Entries from a point annotation set
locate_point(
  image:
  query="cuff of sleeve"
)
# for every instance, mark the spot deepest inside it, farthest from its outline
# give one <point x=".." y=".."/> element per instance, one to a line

= EXERCISE AIM =
Write out all the entries exactly.

= WRITTEN RESPONSE =
locate_point(
  image:
  query="cuff of sleeve"
)
# for every instance, mark the spot deepest inside it, farthest from its outline
# give one <point x=".." y=".."/> element per instance, one to a line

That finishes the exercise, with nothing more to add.